_Pointing dataset excerpts_:

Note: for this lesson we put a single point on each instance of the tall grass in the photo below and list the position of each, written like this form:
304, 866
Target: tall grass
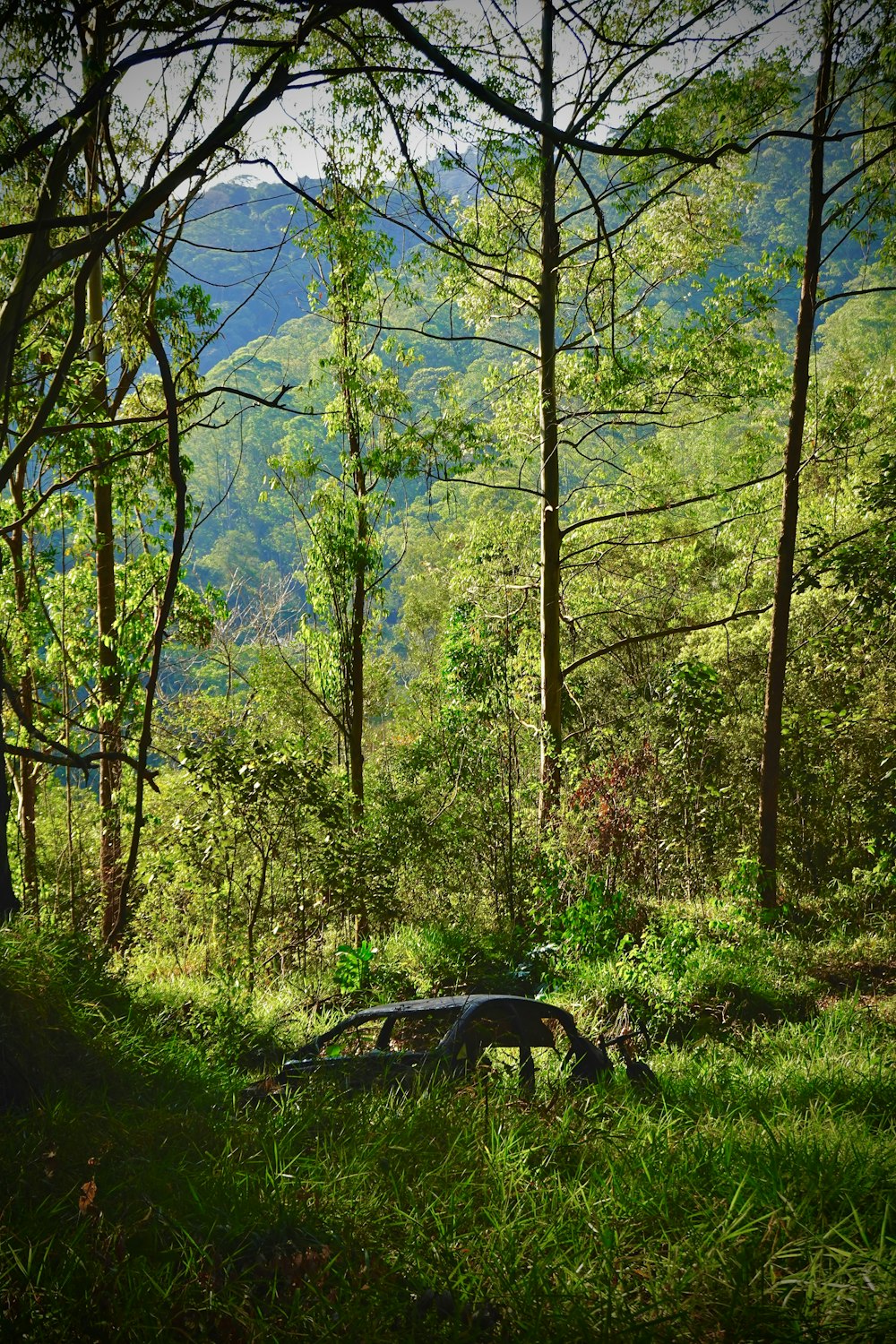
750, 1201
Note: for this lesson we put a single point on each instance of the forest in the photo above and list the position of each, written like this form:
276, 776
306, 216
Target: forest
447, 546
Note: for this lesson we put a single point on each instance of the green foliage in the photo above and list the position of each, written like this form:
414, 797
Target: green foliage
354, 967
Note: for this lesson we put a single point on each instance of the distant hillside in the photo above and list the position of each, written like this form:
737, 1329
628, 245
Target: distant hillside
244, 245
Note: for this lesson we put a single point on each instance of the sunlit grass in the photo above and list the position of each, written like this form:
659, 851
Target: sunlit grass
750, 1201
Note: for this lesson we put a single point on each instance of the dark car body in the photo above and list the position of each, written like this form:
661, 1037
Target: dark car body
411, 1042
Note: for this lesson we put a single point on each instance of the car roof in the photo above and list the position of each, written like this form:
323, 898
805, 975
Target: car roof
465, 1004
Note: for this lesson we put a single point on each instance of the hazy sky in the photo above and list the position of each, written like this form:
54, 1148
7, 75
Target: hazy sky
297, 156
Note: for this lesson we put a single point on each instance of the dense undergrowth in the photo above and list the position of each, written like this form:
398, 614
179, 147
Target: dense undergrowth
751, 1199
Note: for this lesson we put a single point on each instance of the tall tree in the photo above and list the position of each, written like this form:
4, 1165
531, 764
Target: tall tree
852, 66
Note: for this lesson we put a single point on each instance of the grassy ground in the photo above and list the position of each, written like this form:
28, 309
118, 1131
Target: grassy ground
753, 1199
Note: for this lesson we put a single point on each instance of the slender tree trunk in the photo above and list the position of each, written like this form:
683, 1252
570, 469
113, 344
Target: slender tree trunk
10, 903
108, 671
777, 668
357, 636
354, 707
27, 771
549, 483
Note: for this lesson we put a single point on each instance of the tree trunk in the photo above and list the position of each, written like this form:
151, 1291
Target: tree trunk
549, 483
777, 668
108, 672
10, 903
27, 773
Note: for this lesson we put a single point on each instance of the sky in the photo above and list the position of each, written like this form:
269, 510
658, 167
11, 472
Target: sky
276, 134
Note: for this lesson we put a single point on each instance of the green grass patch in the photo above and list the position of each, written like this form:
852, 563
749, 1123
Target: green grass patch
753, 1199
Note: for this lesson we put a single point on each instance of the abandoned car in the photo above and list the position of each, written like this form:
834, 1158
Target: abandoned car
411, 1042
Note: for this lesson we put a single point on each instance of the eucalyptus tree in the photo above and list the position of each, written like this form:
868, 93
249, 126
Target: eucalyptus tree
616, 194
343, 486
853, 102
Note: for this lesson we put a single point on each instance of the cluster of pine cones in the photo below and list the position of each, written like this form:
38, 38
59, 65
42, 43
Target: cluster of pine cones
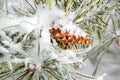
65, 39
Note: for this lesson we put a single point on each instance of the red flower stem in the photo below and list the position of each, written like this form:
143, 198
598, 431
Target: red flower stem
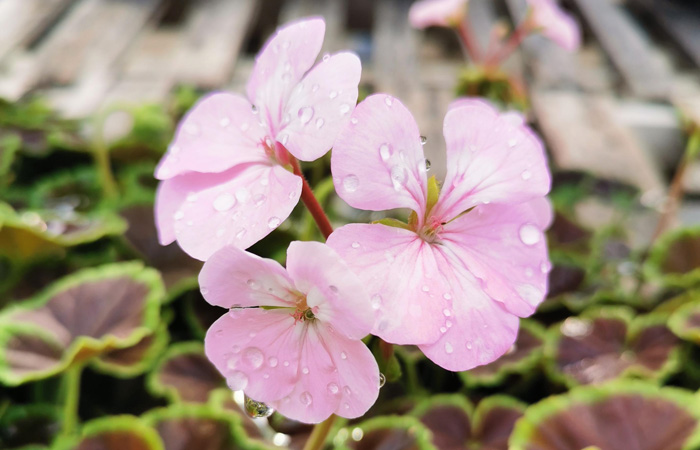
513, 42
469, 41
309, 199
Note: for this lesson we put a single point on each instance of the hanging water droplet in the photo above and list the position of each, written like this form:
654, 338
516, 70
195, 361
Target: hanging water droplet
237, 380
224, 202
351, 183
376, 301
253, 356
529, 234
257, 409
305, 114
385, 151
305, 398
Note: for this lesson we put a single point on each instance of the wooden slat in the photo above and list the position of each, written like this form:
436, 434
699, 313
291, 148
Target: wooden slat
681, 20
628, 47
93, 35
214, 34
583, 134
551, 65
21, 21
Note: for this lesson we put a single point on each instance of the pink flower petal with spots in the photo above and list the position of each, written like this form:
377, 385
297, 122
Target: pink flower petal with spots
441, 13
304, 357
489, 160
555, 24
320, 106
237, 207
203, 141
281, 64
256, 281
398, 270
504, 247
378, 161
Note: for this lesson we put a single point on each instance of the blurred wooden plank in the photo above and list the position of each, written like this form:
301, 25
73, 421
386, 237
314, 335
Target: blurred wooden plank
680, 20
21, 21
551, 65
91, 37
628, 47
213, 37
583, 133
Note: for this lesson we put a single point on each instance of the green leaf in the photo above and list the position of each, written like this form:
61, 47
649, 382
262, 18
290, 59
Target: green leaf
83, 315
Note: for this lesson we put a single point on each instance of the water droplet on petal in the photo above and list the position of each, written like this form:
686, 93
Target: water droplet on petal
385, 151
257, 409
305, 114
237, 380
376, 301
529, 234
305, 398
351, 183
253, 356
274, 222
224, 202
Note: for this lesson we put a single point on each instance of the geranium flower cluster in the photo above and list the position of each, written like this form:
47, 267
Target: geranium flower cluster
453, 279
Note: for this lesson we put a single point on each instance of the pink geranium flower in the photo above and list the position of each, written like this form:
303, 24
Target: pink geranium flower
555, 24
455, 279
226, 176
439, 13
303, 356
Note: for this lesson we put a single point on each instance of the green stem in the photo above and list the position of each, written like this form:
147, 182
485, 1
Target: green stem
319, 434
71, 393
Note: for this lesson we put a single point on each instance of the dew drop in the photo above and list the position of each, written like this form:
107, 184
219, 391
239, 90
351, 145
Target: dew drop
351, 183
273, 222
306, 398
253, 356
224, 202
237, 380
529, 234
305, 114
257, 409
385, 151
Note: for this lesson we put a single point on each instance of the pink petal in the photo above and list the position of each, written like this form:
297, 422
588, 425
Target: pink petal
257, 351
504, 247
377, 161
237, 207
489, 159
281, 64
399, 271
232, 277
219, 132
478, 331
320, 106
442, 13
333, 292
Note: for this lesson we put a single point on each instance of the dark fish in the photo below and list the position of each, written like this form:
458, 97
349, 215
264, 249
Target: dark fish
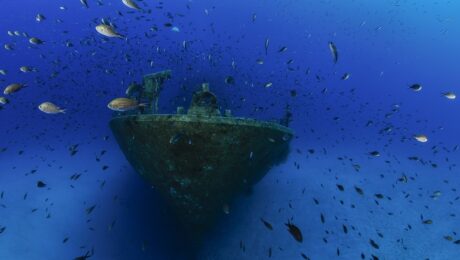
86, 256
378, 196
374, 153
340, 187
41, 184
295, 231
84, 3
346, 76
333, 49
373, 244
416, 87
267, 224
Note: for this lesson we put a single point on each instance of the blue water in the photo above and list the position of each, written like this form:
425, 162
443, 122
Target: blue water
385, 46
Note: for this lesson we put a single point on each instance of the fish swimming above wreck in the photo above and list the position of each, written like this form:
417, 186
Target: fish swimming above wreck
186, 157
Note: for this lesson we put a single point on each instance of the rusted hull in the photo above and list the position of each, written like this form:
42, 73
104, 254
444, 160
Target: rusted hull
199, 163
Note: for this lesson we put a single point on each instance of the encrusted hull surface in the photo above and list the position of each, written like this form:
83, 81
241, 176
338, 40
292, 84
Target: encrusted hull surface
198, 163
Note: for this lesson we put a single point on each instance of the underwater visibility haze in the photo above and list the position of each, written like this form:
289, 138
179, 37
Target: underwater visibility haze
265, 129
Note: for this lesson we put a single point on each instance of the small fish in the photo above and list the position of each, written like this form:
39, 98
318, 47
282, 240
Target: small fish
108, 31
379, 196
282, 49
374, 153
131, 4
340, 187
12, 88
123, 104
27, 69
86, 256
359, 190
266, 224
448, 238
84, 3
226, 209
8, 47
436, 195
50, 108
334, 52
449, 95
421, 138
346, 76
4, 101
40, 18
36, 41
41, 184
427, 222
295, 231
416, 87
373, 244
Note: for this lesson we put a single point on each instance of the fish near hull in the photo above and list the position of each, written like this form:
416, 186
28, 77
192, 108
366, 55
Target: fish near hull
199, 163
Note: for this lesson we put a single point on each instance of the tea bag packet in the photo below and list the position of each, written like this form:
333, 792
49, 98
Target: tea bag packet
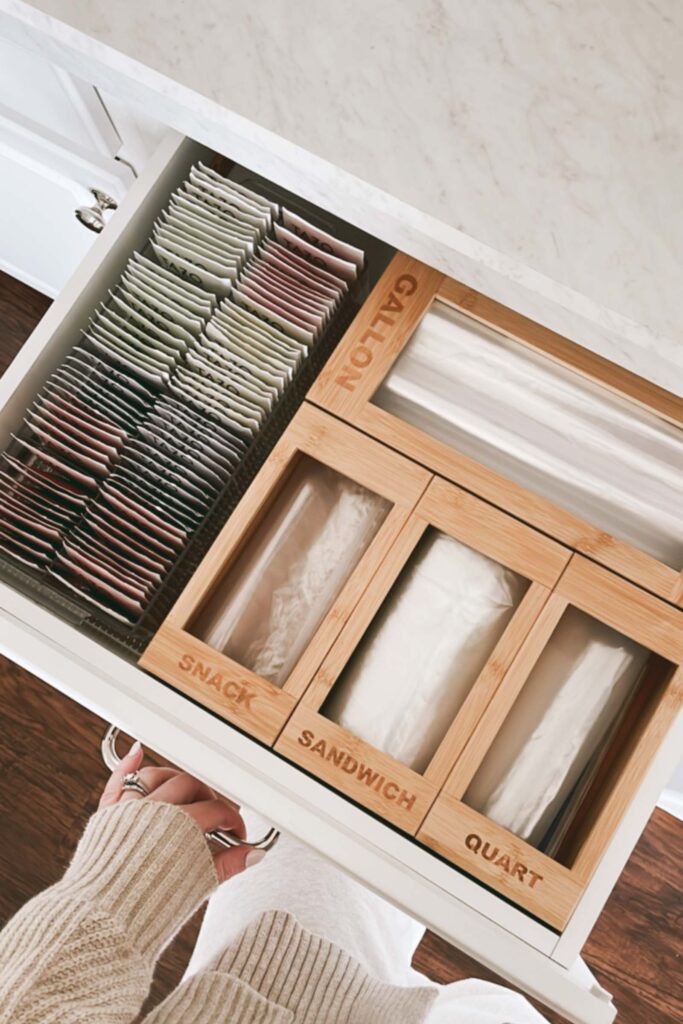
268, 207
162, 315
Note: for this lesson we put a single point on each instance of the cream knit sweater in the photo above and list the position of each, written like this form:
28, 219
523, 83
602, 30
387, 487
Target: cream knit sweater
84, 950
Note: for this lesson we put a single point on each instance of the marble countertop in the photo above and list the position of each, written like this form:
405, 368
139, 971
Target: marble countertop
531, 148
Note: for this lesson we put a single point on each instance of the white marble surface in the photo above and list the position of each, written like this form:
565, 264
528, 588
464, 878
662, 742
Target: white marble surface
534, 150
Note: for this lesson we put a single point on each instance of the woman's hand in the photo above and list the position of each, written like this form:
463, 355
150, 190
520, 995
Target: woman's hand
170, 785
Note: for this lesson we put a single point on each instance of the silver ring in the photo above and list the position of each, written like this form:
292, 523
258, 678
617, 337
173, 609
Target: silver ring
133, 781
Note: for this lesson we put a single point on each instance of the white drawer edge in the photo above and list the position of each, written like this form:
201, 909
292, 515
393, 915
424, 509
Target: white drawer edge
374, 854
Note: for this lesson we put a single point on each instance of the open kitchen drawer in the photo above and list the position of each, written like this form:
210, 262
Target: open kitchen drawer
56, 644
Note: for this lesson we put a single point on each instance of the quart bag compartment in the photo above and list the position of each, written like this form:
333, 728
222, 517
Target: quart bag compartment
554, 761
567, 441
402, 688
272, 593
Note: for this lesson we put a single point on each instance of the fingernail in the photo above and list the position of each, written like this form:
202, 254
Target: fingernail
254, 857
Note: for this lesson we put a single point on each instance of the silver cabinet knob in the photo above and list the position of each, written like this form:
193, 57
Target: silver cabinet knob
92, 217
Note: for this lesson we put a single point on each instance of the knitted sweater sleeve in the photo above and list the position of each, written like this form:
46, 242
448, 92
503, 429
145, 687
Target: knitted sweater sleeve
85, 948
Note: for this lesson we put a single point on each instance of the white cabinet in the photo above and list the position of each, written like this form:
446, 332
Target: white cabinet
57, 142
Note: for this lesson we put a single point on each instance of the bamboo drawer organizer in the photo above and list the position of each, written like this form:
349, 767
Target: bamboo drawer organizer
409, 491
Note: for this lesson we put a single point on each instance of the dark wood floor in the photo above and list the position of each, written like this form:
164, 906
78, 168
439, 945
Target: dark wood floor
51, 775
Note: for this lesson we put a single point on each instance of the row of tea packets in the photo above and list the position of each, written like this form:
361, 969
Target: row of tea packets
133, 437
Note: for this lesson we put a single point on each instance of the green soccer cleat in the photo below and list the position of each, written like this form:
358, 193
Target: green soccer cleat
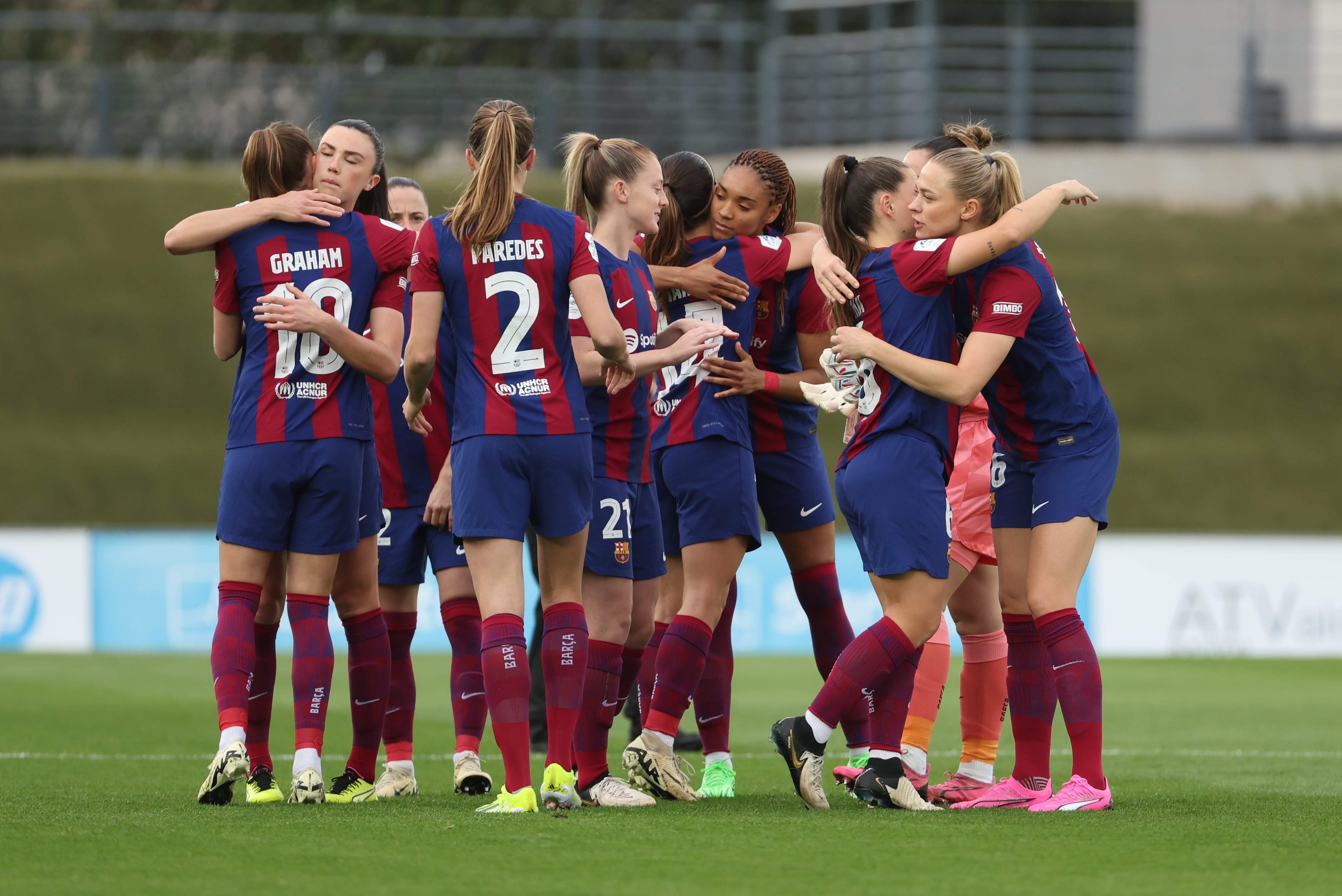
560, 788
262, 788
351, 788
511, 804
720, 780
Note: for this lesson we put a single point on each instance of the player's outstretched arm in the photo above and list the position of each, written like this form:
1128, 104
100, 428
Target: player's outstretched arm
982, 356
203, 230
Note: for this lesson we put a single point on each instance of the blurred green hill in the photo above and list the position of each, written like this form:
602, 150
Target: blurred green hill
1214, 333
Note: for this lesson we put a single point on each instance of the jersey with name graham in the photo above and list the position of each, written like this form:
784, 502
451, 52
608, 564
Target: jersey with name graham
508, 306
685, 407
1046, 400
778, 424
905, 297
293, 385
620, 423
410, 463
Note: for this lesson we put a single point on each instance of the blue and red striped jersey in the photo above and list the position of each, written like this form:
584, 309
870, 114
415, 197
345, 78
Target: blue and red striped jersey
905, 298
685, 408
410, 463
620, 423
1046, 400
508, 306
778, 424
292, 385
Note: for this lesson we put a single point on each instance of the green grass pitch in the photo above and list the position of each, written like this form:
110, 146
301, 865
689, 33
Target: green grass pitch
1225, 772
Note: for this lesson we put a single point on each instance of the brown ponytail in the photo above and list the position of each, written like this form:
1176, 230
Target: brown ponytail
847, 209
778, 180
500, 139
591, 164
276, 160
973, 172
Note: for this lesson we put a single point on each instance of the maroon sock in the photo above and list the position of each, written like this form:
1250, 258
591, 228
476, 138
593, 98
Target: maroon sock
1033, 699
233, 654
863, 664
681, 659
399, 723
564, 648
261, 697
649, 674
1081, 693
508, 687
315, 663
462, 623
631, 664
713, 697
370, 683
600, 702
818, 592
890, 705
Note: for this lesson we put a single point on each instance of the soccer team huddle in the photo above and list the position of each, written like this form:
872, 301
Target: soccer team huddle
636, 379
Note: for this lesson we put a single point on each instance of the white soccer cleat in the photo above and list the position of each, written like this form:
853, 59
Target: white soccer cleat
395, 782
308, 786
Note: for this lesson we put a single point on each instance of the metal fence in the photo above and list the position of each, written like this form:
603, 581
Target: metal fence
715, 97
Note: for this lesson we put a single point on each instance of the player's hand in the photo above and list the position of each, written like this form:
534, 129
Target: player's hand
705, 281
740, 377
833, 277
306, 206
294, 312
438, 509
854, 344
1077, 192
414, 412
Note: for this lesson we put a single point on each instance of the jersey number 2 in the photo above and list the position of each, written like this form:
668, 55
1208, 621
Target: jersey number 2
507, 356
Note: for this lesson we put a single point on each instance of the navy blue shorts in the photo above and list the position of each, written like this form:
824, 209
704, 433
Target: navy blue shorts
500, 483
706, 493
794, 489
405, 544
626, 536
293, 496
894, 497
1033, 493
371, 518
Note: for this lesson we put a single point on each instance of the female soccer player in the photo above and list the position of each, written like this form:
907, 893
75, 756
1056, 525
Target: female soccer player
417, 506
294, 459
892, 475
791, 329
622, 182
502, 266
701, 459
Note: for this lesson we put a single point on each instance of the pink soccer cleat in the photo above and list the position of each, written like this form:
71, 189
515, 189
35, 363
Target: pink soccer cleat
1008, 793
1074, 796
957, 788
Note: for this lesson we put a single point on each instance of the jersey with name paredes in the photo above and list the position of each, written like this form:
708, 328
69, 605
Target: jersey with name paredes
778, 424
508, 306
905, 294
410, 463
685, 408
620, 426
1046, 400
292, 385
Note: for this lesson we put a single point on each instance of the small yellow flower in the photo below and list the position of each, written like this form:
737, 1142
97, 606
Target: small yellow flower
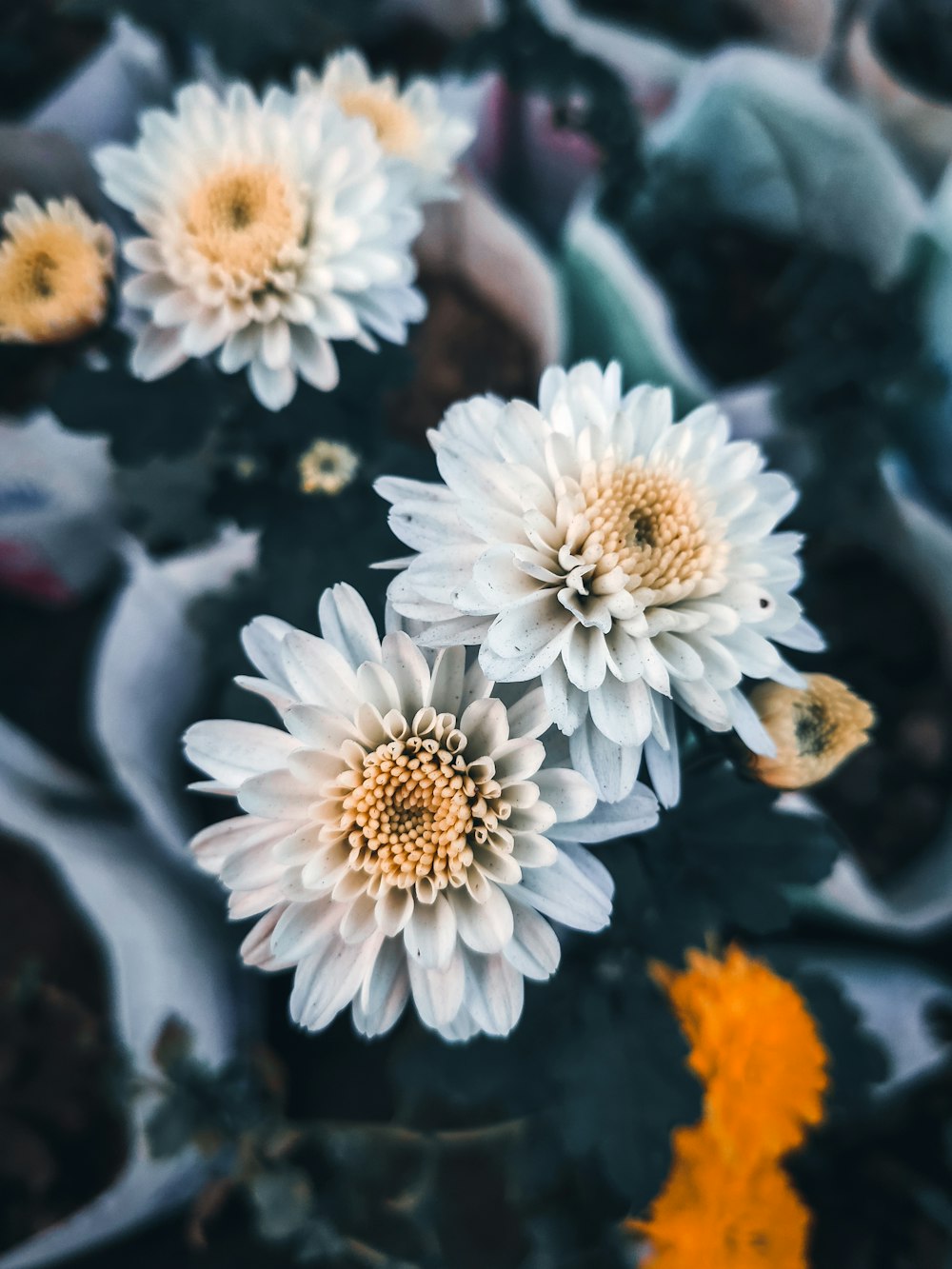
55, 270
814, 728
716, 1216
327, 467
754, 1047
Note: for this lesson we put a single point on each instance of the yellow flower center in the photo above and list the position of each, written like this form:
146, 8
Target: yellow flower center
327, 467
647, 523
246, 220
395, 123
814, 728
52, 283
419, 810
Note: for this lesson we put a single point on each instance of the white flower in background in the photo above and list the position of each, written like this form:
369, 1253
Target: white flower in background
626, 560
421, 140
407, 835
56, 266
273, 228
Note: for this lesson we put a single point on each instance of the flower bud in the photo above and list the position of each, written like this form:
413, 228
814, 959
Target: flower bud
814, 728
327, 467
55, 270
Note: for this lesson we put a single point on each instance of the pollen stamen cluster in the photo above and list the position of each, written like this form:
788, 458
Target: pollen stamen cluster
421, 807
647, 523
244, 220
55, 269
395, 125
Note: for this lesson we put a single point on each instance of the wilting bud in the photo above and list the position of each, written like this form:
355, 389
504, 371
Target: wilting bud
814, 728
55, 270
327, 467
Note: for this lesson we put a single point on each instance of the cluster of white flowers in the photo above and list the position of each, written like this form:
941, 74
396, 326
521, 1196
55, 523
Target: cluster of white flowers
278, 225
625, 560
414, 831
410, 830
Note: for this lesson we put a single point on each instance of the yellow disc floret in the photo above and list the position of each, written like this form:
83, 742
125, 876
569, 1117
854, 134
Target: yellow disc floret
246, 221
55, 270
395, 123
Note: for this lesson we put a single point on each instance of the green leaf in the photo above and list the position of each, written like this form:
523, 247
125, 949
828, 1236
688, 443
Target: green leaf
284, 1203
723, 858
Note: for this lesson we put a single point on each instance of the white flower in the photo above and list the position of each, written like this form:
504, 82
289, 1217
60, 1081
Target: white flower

_STATED GOAL_: Return the line that contains "of the wilting" along with every line after it through the end of the entries, exactly, adding nothing.

_EXERCISE ANSWER_:
Note: for this lesson we put a single point on each instance of the wilting bud in the photo above and list the position of each, written like this form:
355, 389
504, 371
Target: wilting bud
814, 728
55, 270
327, 467
Note: for this lesson we put a single point on each instance of the cluster of white flowers in the photo above and list the position of each, written like this form:
941, 74
396, 326
521, 1196
55, 523
Target: cluster of white flowers
278, 225
625, 560
414, 831
410, 830
Note: for this lesson we put a single point on each instance of the yellow disc floret in the photo above and list the position of each, written like this form:
83, 742
125, 876
569, 1117
854, 134
Target: yellow disc floret
246, 221
55, 270
395, 123
Note: for this lesson we put a single point on each instance of the green leaf in the photo above and list the position of each, written like this form:
523, 247
125, 949
828, 1236
688, 443
Target: green leaf
284, 1203
723, 858
Note: for this lesson we put a single point on each instance of the white flower in the photo above and list the position of each, written like this form:
504, 82
289, 1217
60, 1081
Target: white flower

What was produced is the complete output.